The Planck Constant h is a function of:

**Mu** = permiability of free space;

**C** = speed of light in a vacuum;

**Q** = proton charge;

**Pi** = (circumference / diameter) of a circle

= 3.141592653589793

**Pi^2** = 9.869604401

Define for a spheromak in free space:

**Rc** = minimum radius of inner spheromak wall;

**Rs** = maximum radius of outer spheromak wall;

**(K Ro) = (Rs Rc)^0.5** = radius of atomic particle where the potential energy well is deepest;

**So = [Rs / K Ro] = [K Ro / Rc] ** = spheromak shape parameter;

**So^2 = (Rs / Rc)**;

**Hs** = distance of spheromak wall from the equatoral plane;

**Hf** = maximum value of **|Hs|**

**2 Hf** = spheromak overall length;

**Lh** = charge hose length;

**Np** = number of poloidal charge motion path turns contained in Lh;

**Nt** = number of toroidal charge motion path turns contained in Lh;

**Nr = Np / Nt**;

**Rf** = wall radius at **H = Hf** and **H = -Hf**;

**Lp = Pi (Rs + Rc)**;

**Lt = Pi (Rs - Rc)**;

**Bpo** = poloidal magnetic field strength at the center of the spheromak;

**Upo = (Bpo^2 / 2 Mu)** = maximum field energy density at the center of the spheromak;

**Upo = (Uo / K^4)** = maximum field energy density at the center of the spheromak;

From the definitionof the Planck Constant:

**Ett = h Fh**

and

**dEtt = h dFh**

Recall that:

**Fh** = (C / Lh)

Stored entries
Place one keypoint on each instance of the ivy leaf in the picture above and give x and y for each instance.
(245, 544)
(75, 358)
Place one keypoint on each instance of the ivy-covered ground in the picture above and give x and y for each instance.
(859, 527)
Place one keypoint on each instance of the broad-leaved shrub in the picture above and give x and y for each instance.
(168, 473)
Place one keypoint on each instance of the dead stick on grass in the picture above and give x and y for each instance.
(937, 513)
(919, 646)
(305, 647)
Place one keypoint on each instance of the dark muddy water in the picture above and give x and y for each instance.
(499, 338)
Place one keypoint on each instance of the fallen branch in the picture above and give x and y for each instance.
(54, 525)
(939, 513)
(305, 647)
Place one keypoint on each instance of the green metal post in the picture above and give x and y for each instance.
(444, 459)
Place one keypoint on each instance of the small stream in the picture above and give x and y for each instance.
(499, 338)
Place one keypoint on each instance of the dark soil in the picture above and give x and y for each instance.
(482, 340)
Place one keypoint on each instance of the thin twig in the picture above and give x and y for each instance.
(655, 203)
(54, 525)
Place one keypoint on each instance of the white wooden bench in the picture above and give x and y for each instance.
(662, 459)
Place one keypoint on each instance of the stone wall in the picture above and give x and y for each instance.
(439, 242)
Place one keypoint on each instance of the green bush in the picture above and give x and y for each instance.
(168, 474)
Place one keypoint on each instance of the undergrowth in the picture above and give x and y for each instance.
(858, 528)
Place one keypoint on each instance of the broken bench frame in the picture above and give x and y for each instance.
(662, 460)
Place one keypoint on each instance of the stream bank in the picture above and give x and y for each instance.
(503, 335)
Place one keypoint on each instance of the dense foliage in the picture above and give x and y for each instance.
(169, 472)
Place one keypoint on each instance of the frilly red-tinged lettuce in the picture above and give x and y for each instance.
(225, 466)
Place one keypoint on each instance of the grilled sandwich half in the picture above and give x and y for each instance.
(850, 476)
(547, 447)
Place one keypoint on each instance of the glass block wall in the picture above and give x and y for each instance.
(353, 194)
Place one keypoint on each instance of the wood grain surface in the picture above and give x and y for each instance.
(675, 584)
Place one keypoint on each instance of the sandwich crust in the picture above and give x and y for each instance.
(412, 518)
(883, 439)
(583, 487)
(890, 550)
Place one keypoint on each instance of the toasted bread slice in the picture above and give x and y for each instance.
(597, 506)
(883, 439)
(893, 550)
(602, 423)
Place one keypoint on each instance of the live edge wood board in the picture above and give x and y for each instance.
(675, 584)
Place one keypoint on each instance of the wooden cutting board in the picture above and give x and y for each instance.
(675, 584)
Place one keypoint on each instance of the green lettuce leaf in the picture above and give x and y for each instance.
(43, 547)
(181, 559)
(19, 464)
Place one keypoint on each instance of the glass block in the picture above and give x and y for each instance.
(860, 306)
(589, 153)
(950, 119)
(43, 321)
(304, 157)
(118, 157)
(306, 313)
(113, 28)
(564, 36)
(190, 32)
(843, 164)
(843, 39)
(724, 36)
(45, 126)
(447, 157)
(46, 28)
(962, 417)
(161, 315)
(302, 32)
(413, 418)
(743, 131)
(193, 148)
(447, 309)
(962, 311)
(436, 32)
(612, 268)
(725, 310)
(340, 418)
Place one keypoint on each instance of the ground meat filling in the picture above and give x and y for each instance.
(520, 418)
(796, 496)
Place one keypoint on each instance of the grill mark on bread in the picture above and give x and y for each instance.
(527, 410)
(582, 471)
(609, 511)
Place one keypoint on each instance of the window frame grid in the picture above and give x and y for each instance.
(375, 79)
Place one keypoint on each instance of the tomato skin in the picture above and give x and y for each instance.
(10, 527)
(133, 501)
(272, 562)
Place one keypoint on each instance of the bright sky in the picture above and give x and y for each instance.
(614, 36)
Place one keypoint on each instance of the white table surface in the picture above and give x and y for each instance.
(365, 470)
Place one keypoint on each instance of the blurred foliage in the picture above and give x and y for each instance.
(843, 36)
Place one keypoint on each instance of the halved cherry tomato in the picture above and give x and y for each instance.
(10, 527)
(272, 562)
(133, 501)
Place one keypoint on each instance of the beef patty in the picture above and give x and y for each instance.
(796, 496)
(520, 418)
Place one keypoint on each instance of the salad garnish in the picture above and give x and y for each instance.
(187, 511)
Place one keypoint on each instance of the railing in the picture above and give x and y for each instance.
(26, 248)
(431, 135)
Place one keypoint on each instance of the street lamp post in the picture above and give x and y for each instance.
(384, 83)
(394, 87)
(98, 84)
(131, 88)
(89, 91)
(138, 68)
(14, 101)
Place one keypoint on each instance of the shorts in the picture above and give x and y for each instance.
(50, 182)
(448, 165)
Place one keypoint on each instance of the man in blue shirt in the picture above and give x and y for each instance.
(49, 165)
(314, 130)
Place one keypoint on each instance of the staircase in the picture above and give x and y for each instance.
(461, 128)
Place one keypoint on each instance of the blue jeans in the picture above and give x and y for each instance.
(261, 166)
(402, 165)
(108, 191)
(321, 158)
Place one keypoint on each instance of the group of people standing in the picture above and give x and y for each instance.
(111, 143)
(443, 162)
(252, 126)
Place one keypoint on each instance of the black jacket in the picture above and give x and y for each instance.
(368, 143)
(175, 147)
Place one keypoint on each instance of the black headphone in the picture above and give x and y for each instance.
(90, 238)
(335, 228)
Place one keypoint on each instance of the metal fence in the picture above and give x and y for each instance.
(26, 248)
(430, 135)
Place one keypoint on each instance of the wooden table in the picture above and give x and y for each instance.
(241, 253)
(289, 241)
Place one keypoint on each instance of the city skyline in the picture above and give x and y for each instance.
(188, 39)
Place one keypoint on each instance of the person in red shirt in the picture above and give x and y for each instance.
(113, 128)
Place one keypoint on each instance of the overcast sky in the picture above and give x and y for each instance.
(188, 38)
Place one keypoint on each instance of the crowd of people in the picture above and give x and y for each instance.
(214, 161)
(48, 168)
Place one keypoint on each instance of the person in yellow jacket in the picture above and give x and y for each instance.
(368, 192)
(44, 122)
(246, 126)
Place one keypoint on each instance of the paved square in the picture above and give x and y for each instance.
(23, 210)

---

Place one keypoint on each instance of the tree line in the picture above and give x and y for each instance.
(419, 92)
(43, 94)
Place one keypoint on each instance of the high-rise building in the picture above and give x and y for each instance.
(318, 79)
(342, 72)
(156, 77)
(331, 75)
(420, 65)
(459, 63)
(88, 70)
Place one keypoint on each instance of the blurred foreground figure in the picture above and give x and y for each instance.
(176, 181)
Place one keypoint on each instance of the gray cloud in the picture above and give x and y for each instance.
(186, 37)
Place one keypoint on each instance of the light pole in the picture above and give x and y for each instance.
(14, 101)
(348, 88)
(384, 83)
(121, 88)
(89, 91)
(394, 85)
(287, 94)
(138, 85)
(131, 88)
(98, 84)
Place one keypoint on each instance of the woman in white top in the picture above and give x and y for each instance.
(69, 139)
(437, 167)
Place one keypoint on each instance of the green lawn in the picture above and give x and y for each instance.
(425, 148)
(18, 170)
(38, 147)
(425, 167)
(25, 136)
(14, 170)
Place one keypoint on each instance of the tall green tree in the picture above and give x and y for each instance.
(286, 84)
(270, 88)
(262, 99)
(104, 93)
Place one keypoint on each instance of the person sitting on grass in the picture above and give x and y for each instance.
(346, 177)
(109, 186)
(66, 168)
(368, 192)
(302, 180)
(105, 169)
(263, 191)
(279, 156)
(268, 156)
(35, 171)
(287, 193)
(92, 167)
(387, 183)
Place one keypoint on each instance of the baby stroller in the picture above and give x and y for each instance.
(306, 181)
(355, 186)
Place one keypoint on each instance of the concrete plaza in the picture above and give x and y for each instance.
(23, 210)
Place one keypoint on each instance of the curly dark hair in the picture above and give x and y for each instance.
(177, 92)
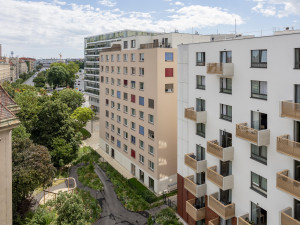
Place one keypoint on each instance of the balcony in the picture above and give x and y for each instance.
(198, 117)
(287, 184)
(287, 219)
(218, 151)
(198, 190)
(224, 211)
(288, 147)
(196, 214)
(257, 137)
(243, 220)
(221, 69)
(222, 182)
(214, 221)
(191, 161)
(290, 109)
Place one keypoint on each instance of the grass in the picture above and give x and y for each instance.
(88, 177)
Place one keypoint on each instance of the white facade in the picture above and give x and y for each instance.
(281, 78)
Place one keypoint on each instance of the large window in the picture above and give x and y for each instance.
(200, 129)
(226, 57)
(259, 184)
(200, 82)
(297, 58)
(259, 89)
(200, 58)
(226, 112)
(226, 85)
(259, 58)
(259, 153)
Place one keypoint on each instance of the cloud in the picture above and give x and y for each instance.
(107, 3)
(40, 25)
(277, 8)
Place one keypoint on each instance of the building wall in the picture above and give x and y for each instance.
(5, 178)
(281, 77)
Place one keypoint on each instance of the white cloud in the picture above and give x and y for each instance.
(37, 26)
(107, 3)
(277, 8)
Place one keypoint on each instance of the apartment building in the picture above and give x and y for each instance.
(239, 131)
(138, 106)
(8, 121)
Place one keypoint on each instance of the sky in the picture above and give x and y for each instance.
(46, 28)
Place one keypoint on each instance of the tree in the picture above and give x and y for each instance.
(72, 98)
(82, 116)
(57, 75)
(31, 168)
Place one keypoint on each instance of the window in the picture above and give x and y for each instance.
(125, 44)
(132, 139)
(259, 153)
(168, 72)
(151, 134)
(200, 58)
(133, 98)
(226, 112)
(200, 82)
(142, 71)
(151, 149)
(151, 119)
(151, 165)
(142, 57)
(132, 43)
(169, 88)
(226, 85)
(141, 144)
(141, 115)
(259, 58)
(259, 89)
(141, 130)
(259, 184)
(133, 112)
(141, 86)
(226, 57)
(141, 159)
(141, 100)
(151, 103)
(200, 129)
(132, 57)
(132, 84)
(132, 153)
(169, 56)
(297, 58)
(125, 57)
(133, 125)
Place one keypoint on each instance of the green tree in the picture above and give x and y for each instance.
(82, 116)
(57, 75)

## Directives
- A) According to the spheromak definitions, what does 2 Hf represent?
- B) Please write the next part of the spheromak and Planck constant text, starting right after its last line.

## Expected results
- A) The spheromak overall length.

- B)
= C / {[2 Pi Np (Rs + Rc) / 2]^2 + [2 Pi Nt (Rs - Rc) / 2]^2}^0.5

= C / Pi {[Np (Rs + Rc)]^2 + [Nt (Rs - Rc)]^2}^0.5

= C / Pi Nt {[Nr (Rs + Rc)]^2 + [(Rs - Rc)]^2}^0.5

= C / Pi Nt Rc {[Nr (So^2 + 1)]^2 + [(So^2 - 1)]^2}^0.5

= [C / (Pi Nt K Ro)] [So / {[Nr^2 (So^2 + 1)^2] + [(So^2 - 1)]^2}^0.5]

Hence:

dFh = [C / (Pi Nt)] [So / {[Nr^2 (So^2 + 1)^2] + [(So^2 - 1)]^2}^0.5] d(1 / (K Ro))

which gives:

dEtt = h dFh

= [h C / (Pi Nt)] [So / {[Nr^2 (So^2 + 1)^2] + [(So^2 - 1)]^2}^0.5] d(1 / (K Ro))

Recall that:

Efs = (Bpo^2 / 2 Mu) (K Ro)^3 Pi^2

Ett = (Ett / Efs) Efs

or

Efs = Ett / (Ett / Efs)

or

Efs = h Fh / (Ett / Efs)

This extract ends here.